# DATA FOR THIS EXERCISE start

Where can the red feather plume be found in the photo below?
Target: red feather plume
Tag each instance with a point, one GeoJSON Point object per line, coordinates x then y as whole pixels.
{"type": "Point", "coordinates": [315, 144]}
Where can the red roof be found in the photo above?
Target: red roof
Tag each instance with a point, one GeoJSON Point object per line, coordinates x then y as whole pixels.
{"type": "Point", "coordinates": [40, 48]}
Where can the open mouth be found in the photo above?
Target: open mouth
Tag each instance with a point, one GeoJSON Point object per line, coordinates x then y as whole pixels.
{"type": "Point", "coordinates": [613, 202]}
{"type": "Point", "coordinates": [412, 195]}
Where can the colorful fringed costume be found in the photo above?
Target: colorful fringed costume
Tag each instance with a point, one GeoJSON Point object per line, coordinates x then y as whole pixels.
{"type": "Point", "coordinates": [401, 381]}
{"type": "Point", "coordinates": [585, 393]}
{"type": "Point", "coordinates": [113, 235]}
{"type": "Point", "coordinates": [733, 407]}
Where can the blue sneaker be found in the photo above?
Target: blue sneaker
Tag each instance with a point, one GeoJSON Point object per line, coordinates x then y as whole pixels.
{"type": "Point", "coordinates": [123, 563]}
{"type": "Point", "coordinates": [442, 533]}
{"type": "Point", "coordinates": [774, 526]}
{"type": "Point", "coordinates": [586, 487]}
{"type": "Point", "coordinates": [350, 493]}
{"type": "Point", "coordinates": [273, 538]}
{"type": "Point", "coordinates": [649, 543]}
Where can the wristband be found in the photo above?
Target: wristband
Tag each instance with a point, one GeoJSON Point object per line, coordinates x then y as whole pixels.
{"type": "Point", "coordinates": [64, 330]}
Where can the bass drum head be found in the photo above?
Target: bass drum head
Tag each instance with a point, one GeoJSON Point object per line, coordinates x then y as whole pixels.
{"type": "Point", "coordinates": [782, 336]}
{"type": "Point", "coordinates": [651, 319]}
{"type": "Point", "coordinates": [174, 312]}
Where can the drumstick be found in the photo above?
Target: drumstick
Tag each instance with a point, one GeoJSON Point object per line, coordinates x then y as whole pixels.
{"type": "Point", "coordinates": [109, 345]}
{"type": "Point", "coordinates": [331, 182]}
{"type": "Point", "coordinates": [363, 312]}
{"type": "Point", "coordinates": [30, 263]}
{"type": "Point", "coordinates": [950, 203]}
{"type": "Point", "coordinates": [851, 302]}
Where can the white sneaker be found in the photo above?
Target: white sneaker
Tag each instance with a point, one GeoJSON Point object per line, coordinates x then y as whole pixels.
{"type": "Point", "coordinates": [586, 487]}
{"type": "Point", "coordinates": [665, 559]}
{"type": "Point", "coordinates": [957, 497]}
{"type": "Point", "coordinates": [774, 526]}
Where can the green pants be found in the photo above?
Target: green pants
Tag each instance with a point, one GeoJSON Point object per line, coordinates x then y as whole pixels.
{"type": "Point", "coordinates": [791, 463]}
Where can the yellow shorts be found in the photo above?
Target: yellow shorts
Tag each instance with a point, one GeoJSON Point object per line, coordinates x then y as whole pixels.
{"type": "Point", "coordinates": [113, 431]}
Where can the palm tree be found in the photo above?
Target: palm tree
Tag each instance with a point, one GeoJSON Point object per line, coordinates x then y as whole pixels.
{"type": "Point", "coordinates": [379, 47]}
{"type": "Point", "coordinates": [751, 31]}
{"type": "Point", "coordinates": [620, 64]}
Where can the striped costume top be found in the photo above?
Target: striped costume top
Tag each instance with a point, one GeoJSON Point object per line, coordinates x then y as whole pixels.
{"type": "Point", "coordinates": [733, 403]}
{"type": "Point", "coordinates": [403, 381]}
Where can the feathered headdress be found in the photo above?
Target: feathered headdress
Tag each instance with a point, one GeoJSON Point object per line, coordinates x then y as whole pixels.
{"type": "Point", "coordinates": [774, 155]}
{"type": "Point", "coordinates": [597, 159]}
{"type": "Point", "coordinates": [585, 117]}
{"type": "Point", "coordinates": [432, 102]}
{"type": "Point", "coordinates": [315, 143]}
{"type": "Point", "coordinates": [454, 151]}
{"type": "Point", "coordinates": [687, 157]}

# DATA FOR THIS EXERCISE end

WHAT THE TASK REQUIRES: Reproduce the data from the line containing "Where can the palm" through the end of the data, inclusive, substituting "Label" for every "Target" and leaving everything else unchanged.

WRITTEN ANSWER:
Where can the palm tree be found in the photo above?
Label: palm tree
Tag each instance with a point, one GeoJSON Point object per line, coordinates x then y as whole pixels.
{"type": "Point", "coordinates": [379, 47]}
{"type": "Point", "coordinates": [751, 31]}
{"type": "Point", "coordinates": [620, 64]}
Where can the striped costume top be found in the photo above?
Label: striped costume top
Tag each instance with a point, one GeoJSON Point object per line, coordinates x then y as whole pixels.
{"type": "Point", "coordinates": [733, 403]}
{"type": "Point", "coordinates": [403, 381]}
Where can the feathered headdress be found in the photo above?
Label: feathered headdress
Tag each instance with a point, one GeoJSON Point object per line, coordinates x then y as whole pixels.
{"type": "Point", "coordinates": [774, 155]}
{"type": "Point", "coordinates": [597, 159]}
{"type": "Point", "coordinates": [585, 117]}
{"type": "Point", "coordinates": [432, 102]}
{"type": "Point", "coordinates": [315, 143]}
{"type": "Point", "coordinates": [454, 151]}
{"type": "Point", "coordinates": [687, 157]}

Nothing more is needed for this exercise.